Exercise description: Beginning with the line where "Each instance receives one keypoint. Annotate the small" appears, repeat every remaining line of the entries exactly, the last line included.
┌─ Records for processing
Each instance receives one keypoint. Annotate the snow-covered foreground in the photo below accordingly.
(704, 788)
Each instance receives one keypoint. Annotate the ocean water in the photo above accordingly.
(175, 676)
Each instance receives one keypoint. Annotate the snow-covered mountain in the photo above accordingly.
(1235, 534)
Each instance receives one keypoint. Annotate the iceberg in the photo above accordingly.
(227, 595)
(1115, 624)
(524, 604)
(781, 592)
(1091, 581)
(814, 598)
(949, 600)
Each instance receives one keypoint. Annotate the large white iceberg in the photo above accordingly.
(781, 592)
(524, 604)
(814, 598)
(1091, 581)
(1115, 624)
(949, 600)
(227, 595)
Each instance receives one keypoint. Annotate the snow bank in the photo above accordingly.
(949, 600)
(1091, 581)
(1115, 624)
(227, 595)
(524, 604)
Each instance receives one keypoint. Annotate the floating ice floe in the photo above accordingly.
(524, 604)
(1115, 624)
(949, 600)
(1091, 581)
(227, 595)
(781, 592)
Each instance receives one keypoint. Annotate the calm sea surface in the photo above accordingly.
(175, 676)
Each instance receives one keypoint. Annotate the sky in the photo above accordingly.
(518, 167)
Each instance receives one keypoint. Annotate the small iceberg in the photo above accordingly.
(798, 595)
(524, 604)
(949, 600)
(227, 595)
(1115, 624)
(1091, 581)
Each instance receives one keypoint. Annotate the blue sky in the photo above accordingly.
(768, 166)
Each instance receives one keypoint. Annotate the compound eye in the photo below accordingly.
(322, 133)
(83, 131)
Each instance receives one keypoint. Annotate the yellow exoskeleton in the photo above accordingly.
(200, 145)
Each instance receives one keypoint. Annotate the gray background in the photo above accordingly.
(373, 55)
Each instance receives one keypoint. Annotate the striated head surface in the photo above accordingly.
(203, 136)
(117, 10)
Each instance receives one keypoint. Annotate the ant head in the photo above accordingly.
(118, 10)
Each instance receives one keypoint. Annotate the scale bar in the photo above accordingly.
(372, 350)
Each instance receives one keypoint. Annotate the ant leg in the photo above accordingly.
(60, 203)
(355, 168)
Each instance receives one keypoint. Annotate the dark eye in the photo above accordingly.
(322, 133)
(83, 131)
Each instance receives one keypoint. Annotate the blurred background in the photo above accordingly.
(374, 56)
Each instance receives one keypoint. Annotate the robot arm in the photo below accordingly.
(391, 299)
└─
Written solution:
Each instance receives one keypoint. Annotate the small iceberg in the photo above accordingly.
(798, 595)
(524, 604)
(949, 600)
(227, 595)
(1115, 624)
(1091, 581)
Each instance receives one keypoint. Annotate the blue sky in the photo above accordingly.
(768, 166)
Each instance receives one keypoint. Annotate the compound eye in the photo below accordingly.
(322, 133)
(83, 131)
Each instance receives one keypoint. Annotate the yellow exoskeleton in the photo above accordingly.
(200, 145)
Each instance receives one keypoint. Annotate the gray background in the photo above accordingly.
(373, 55)
Each instance receives one keypoint. Annotate the striated head surface in the photo above accordingly.
(203, 136)
(117, 10)
Each instance receives one keypoint. Annotate the ant head in the photo above accordingly.
(118, 10)
Each instance receives one keypoint. Annotate the scale bar in the photo above accordingly.
(372, 350)
Each instance receives one keypoint. Annotate the ant leg in the photo above accordingly.
(60, 203)
(355, 168)
Each instance receives one keypoint. Annotate the dark eye in the photo above accordingly.
(322, 133)
(83, 131)
Each instance receives one keypoint. Annotate the blurred background in the photo above accordingly.
(374, 56)
Each instance receives one keypoint. Annotate the robot arm in the photo below accordingly.
(391, 299)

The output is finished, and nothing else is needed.